## Brief
Nothing other than the lines from the one containing "Query: seat backrest" through the last line of the data below should be output, each reproduced exactly.

Data supplied section start

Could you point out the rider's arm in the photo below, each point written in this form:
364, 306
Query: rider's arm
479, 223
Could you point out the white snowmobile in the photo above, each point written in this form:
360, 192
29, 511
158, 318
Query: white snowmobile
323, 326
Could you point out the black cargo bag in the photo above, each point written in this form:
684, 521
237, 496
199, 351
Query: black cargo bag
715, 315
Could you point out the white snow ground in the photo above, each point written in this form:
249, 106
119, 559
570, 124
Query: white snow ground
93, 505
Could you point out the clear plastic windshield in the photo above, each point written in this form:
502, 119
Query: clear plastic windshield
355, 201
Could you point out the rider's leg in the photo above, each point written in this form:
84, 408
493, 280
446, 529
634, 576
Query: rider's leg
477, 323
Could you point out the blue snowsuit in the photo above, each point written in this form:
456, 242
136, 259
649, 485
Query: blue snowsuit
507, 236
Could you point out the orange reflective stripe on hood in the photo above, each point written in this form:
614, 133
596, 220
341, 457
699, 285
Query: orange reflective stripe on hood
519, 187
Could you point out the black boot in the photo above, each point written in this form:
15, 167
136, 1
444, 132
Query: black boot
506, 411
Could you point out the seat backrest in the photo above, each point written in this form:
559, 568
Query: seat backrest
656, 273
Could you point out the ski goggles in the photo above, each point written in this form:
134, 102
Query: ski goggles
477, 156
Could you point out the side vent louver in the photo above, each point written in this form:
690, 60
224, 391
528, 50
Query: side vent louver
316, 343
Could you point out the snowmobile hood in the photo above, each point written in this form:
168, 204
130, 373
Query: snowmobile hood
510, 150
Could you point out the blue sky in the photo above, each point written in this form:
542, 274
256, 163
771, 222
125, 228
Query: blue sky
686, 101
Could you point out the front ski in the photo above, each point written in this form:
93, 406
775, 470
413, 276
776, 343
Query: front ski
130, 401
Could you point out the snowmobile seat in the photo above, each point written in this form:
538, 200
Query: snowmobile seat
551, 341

Data supplied section end

## Solution for this problem
Query: seat backrest
656, 273
Could you point out the ski goggles in the photo above, each point written in this form:
134, 102
Query: ski goggles
477, 156
Could you point out the side vent louver in the photo above, each point written in this form:
690, 60
224, 391
528, 50
Query: side vent louver
316, 343
Could you point out the snowmobile hood in the photo above, each point written in this form:
168, 204
130, 373
Query: snowmobile hood
510, 150
Could you point out the blue sky in the photo above, each point written in this form:
542, 274
256, 163
771, 222
125, 228
Query: blue sky
686, 101
Could you point out the front ski in the photo above, each point written in this form:
93, 406
775, 470
413, 276
776, 343
Query: front ski
130, 401
Could you point out the snowmobile seat in the photo above, each point written in this form:
538, 200
Query: snowmobile seat
551, 341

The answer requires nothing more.